D'une manière générale, l'énergie a vocation à devenir de plus en plus chère, et il convient de savoir où sont nos concurrents. Ceux-ci vont d'ailleurs vraisemblablement évoluer au cours du temps. Certains d'entre eux n'ont pas vocation à gaspiller leur atout. L'Arabie saoudite, très important pays producteur de pétrole et de gaz, autoconsomme déjà 26 % de sa production. Selon ses propres projections, elle deviendra un pays importateur de pétrole et de gaz dans trente ans. Elle développe donc un projet de parc nucléaire afin d'économiser le pétrole et le gaz, qui sont des éléments vitaux pour elle. Le jour où les pays tels que l'Arabie Saoudite n'auront plus la capacité d'exporter leur pétrole et leur gaz, leur avenir sera compromis.
Tous les pays riches en matières premières, y compris les pays d'Asie centrale demain, auront donc la réaction géostratégique de préserver leurs ressources, plutôt que de les gaspiller. Ces États seront peut-être moins nos concurrents pour accueillir des entreprises qui créent de l'emploi, dans la mesure où ils n'en ont pas nécessairement besoin. En revanche, tel n'est pas le cas d'autres pays comme le Canada ou le Brésil. Néanmoins, la sécheresse des deux dernières années pose un sérieux problème aux autorités brésiliennes, 90 % de la capacité de production électrique du pays étant hydraulique. Il s'agit donc de sujets non pas français ni même européens, mais mondiaux.
La France est enserrée dans des règles, qu'elle a choisi de respecter, voire parfois d'édicter. Par conséquent, il ne faut pas attendre d'une entreprise qu'elle cherche, seule, à s'en affranchir. Vous aurez sans doute de nombreuses discussions sur ce point avec mes successeurs. En tout cas, si l'on oublie les fondamentaux, on oubliera assez rapidement le bon sens. Je vous exhorte donc à continuer à avoir l'oeil rivé sur les coûts de production, car c'est le seul élément déterminant dans la durée. En la matière, EDF n'a aujourd'hui rien à envier à personne. La France peut s'enorgueillir de disposer d'un tel outil.

▶ **TRAVAIL ATTENDU**
D'après l'extrait sur l'énergie, quelle part de la capacité de production électrique du Brésil est hydraulique ?

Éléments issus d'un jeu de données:

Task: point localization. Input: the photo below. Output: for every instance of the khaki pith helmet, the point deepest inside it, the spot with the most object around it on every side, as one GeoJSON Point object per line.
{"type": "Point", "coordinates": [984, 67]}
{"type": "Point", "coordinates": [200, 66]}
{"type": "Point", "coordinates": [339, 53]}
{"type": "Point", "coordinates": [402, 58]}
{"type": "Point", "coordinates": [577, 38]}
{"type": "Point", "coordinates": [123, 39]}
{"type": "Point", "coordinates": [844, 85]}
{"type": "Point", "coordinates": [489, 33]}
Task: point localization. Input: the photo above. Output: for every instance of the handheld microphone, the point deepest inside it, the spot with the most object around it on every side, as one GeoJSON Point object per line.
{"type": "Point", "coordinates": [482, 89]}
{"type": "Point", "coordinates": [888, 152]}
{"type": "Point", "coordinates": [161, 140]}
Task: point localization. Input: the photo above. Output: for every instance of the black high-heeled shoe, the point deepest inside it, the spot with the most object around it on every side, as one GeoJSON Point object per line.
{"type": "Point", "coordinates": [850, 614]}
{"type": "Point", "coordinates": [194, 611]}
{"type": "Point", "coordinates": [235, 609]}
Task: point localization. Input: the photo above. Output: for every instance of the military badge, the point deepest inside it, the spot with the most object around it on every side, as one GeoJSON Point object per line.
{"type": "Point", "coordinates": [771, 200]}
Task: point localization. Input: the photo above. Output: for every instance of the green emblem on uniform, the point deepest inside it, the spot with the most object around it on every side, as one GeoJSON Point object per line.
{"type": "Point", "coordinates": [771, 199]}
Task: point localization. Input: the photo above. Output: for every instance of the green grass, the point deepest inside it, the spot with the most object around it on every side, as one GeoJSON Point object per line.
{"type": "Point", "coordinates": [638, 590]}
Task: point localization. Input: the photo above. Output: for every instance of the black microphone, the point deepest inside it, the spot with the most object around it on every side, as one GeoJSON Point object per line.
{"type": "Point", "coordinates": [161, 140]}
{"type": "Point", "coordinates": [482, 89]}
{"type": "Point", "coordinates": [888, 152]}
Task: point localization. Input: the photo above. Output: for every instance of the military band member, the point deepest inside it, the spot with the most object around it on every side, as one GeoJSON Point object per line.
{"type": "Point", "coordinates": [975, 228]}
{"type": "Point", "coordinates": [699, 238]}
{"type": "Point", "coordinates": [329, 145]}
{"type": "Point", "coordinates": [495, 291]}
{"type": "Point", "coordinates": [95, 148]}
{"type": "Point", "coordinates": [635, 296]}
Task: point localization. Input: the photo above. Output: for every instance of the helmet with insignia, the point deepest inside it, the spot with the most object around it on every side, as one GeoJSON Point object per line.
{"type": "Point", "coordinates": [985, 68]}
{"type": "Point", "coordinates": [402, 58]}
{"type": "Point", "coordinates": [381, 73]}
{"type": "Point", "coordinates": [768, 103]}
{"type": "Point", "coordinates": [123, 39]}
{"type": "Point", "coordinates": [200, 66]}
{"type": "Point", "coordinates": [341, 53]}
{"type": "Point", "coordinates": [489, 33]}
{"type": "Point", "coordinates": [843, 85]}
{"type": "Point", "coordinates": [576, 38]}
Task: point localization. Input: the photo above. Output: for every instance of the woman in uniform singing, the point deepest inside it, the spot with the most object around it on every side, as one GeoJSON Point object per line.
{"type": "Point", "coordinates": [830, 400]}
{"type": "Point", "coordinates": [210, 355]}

▶ **RÉSULTAT CORRECT**
90 % de la capacité de production électrique du Brésil est hydraulique.